Study text
SafeSound

Inspiration

The Quest for Safety in the Modern World

In an era where personal interactions weave through the tapestry of our daily lives, the potential for face-to-face encounters with distressing content looms large. Imagine being able to move through the world with a profound sense of security, where your real-life exchanges are safeguarded, meticulously tailored to shield you from words and topics that unsettle you the most. This vision isn't merely aspirational; it's essential in cultivating safe and inclusive environments where individuals feel empowered to engage fully and confidently.

The Stark Reality

Delving into the heart of the issue, urban studies shed light on a startling reality: up to 65% of women report experiencing verbal harassment in public spaces, a statistic that underscores the pervasive issue of unsolicited and often distressing auditory encounters (Journal of Environmental Psychology, 2020). Beyond the digital realm, real-life interactions present a significant moderation challenge due to their immediate and unpredictable nature. This spontaneity, ranging from overhearing harmful conversations to direct confrontations, amplifies the difficulty of shielding oneself from potential emotional and psychological harm.

The impact of such encounters isn't fleeting; research indicates that unexpected exposure to triggering content can lead to profound psychological effects, including increased anxiety, stress, and in severe cases, re-traumatization (American Psychological Association). Moreover, the burden of navigating these treacherous waters disproportionately falls on women, who are the majority of harassment victims. A report by the World Health Organization (2021) amplifies this point, indicating that nearly 1 in 3 women globally have experienced physical or sexual violence, often manifesting in public settings where verbal harassment is a common precursor.

Records
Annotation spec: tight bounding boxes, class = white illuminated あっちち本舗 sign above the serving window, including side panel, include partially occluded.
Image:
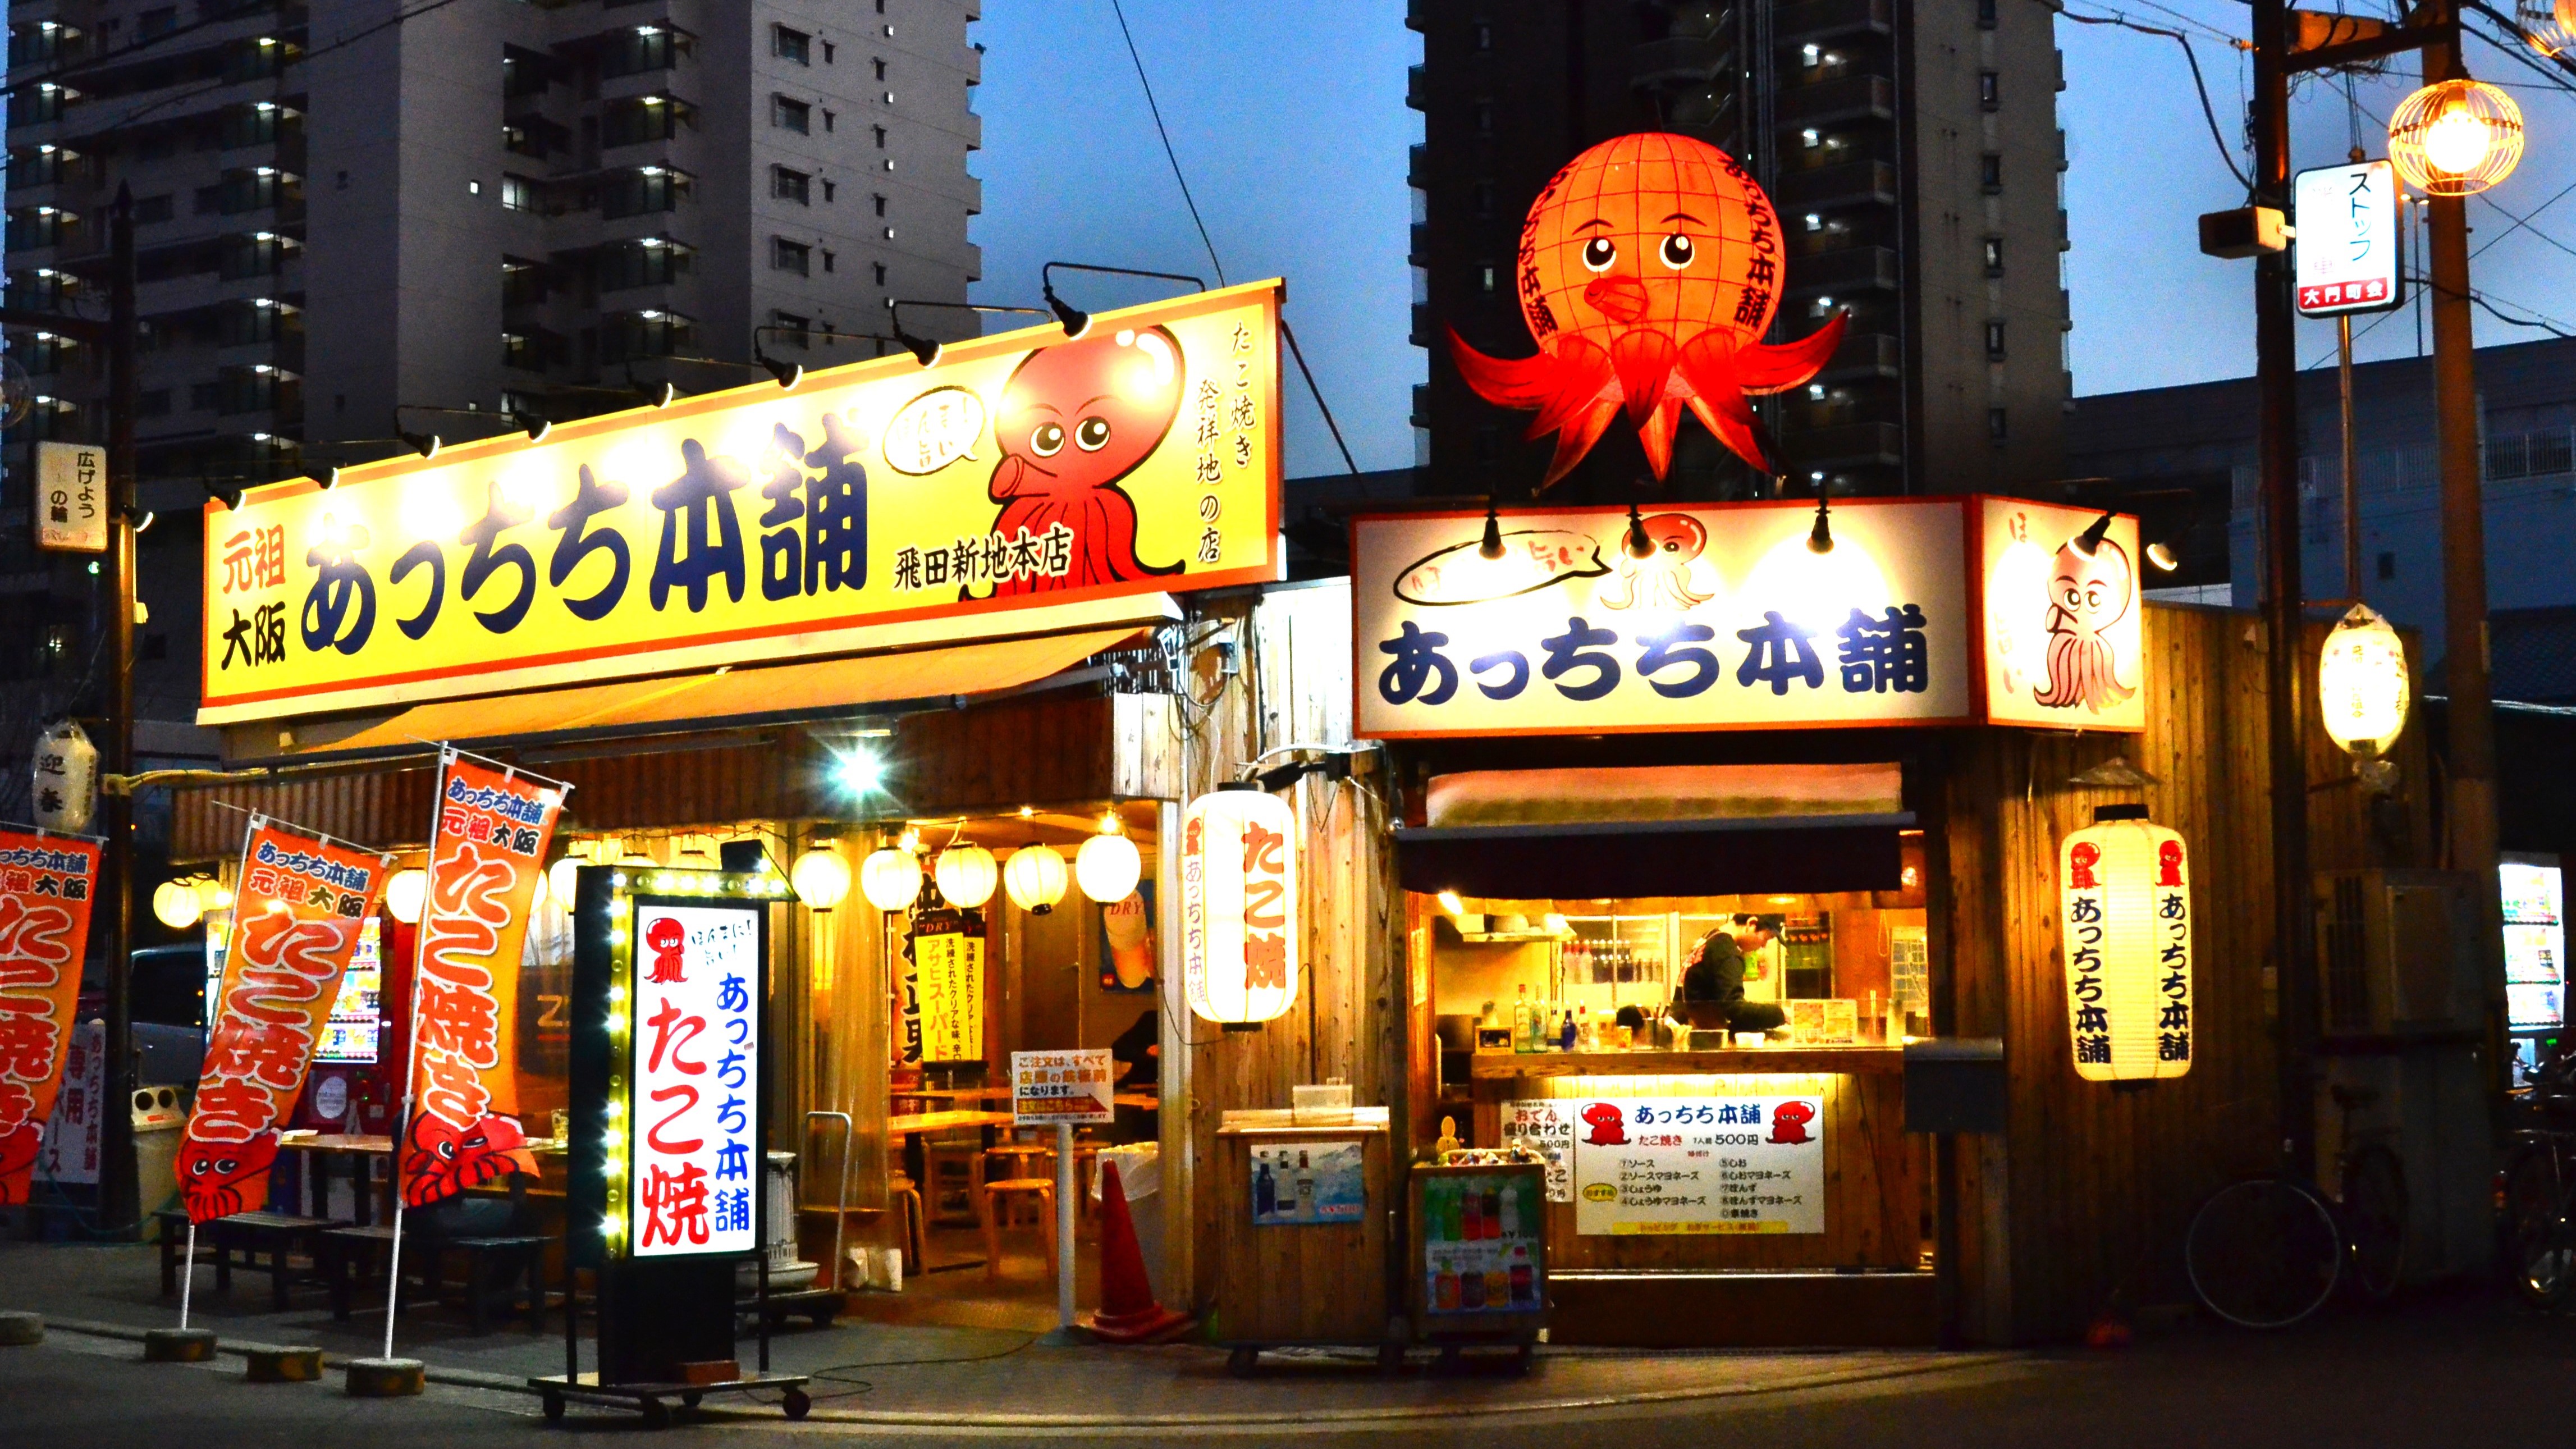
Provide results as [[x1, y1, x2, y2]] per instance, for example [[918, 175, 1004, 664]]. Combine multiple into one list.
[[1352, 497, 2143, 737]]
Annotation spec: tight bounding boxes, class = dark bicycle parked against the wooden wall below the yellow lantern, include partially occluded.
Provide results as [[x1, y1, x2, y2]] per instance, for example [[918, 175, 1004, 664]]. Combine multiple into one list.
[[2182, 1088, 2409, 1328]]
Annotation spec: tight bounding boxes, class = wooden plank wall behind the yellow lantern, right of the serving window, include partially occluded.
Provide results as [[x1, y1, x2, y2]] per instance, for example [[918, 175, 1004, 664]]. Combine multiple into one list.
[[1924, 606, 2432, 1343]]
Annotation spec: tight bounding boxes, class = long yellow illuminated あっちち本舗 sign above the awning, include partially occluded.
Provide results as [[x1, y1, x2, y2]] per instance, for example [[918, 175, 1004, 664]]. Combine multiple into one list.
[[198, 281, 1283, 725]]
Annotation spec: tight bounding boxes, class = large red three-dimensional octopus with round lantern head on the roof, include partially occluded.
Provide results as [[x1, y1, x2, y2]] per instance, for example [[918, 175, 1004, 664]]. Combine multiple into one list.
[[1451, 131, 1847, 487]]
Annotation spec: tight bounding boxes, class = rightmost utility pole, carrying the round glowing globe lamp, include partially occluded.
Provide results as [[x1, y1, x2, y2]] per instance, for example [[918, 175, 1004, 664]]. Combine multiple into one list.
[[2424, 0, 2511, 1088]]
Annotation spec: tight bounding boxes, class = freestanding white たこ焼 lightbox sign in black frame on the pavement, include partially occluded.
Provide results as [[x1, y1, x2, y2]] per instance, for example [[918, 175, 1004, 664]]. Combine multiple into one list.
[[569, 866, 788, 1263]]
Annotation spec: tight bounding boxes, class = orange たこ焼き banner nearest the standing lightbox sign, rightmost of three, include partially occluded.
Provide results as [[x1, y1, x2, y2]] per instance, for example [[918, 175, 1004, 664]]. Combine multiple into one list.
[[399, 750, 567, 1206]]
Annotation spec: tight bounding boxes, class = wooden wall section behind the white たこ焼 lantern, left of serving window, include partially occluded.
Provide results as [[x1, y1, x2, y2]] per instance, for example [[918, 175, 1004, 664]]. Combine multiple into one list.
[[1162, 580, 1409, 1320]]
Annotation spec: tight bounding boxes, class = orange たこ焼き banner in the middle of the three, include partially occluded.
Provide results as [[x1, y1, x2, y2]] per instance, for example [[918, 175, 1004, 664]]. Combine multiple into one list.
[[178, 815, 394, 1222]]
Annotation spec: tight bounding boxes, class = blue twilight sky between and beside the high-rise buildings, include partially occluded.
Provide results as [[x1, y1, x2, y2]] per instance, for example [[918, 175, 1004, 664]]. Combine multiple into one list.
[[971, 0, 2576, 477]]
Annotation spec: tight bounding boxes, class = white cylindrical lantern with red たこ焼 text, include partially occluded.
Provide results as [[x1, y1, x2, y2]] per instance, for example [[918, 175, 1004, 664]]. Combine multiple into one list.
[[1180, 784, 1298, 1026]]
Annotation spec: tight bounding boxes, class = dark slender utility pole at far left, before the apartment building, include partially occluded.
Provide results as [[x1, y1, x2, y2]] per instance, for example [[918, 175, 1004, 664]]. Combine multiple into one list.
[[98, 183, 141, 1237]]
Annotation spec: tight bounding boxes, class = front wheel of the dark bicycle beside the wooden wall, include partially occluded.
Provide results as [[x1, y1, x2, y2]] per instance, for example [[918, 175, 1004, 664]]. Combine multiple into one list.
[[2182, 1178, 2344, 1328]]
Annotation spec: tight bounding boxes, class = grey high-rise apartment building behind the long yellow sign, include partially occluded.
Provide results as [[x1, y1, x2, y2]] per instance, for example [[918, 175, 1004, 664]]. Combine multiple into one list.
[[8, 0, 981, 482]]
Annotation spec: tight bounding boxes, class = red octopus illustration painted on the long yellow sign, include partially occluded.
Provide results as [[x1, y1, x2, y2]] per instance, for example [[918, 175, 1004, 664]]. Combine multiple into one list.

Questions to answer
**1)** In the SafeSound text, what share of women report experiencing verbal harassment in public spaces?
**2)** Write out the passage of the SafeSound text starting with "The Stark Reality" and going on through "and psychological harm.".
The listing is separate from the SafeSound text.

Answers by item number
**1)** Up to 65%.

**2)**
The Stark Reality

Delving into the heart of the issue, urban studies shed light on a startling reality: up to 65% of women report experiencing verbal harassment in public spaces, a statistic that underscores the pervasive issue of unsolicited and often distressing auditory encounters (Journal of Environmental Psychology, 2020). Beyond the digital realm, real-life interactions present a significant moderation challenge due to their immediate and unpredictable nature. This spontaneity, ranging from overhearing harmful conversations to direct confrontations, amplifies the difficulty of shielding oneself from potential emotional and psychological harm.